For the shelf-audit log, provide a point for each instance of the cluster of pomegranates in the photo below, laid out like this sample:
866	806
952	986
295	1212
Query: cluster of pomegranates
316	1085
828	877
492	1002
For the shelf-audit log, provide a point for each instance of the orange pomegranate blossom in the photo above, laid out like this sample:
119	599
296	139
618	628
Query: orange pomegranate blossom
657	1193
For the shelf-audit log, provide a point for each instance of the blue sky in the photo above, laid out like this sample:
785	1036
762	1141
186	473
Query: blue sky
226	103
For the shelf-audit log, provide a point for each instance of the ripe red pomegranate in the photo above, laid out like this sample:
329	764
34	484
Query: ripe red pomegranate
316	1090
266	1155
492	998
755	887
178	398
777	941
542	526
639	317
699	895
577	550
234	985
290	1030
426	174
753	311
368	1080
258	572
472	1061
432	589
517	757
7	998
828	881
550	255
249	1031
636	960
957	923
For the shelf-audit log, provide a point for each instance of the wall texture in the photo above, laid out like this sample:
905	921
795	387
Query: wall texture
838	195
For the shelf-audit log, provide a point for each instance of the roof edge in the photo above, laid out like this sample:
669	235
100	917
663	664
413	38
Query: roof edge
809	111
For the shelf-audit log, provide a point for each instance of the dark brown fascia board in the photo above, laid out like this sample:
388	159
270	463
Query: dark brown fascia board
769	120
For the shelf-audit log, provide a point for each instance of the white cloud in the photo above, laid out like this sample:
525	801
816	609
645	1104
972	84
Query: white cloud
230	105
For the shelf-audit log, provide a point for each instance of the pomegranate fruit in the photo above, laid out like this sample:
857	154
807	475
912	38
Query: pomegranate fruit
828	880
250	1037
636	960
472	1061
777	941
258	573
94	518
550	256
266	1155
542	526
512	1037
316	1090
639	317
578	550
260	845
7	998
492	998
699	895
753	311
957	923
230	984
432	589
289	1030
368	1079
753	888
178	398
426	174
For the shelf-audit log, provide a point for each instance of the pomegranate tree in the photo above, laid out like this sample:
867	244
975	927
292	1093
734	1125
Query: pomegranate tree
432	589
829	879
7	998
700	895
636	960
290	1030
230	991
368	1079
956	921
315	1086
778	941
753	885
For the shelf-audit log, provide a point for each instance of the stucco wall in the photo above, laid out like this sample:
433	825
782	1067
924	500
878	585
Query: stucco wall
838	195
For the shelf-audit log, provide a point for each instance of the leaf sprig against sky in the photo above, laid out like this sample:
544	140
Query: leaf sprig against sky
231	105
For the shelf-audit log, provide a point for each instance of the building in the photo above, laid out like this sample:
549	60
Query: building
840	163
□ □ □ □
YOUR OBJECTIVE: Please give the listing above once more, word for word.

SOLVED EXERCISE:
For the shelf-audit log, provide a point for each instance of the cluster of pomegranates in the photo below, laid out like this sample:
866	806
952	986
295	1212
Query: cluster of pomegranates
316	1085
828	877
492	1002
For the shelf-audit log, provide a point for each instance of the orange pomegranate blossom in the photo above, laid out like this sample:
119	599
296	139
618	628
Query: orange pomegranate blossom
657	1193
For the shelf-audit log, provide a point for each instance of the blue sky in the photo above, laid out like this sample:
785	1036
762	1141
186	473
Query: blue sky
226	103
For the shelf-audit log, provide a point for each instance of the ripe red pomegranate in the photo above, laid out like this sample:
329	764
34	484
Query: ripe red pomegranate
316	1090
266	1155
492	998
755	887
178	398
777	941
542	526
639	317
699	895
577	550
234	985
290	1030
426	174
753	311
368	1080
258	572
472	1061
432	589
517	757
7	998
828	881
550	255
249	1031
636	960
957	923
For the shelf-audit log, provide a point for each instance of the wall texture in the photo above, laid out like this sample:
905	921
795	387
Query: wall texture
838	195
For the shelf-audit log, provide a point for each instance of the roof edge in the photo above, laid out like this sample:
669	235
100	917
663	664
413	38
Query: roof edge
809	111
For the shelf-audit log, provide a point for each instance of the dark brown fascia board in the photo above, laid out like this sample:
388	159
270	463
Query: dark brown fascia board
769	120
For the shelf-audit log, provide a point for each instance of the white cloud in the photo above, laid out like this sample:
525	801
816	609
645	1104
972	84
Query: white cloud
230	105
For the shelf-audit log, provide a point for each instance of the pomegranate fruit in the photo above, laid out like this sample:
857	154
807	475
912	38
Query: pomegranate fruit
828	880
250	1037
636	960
472	1061
777	941
258	573
94	518
550	256
266	1155
542	526
512	1037
316	1090
639	317
578	550
260	845
7	998
492	998
699	895
753	311
957	923
230	984
432	589
289	1030
368	1079
753	888
178	398
426	174
For the shelf-audit log, provide a point for each instance of the pomegranate tree in the photo above, laid out like this sample:
867	244
975	927
292	1093
734	1125
Query: pomegranate tree
432	589
829	879
7	998
700	895
636	960
290	1030
230	991
368	1079
956	921
315	1086
778	941
753	885
For the shelf-audit log, provide a point for each instance of the stucco wall in the photo above, laid out like this sample:
433	825
782	1067
924	500
878	585
Query: stucco wall
838	195
For the shelf-audit log, provide a point for each instance of the leaf sprig against sky in the photo above, laid out like this sample:
544	140
Query: leaf sprig against sky
231	105
For the shelf-audit log, provide a point for each instance of the building in the photo above, laid out like this sample:
549	60
Query: building
840	163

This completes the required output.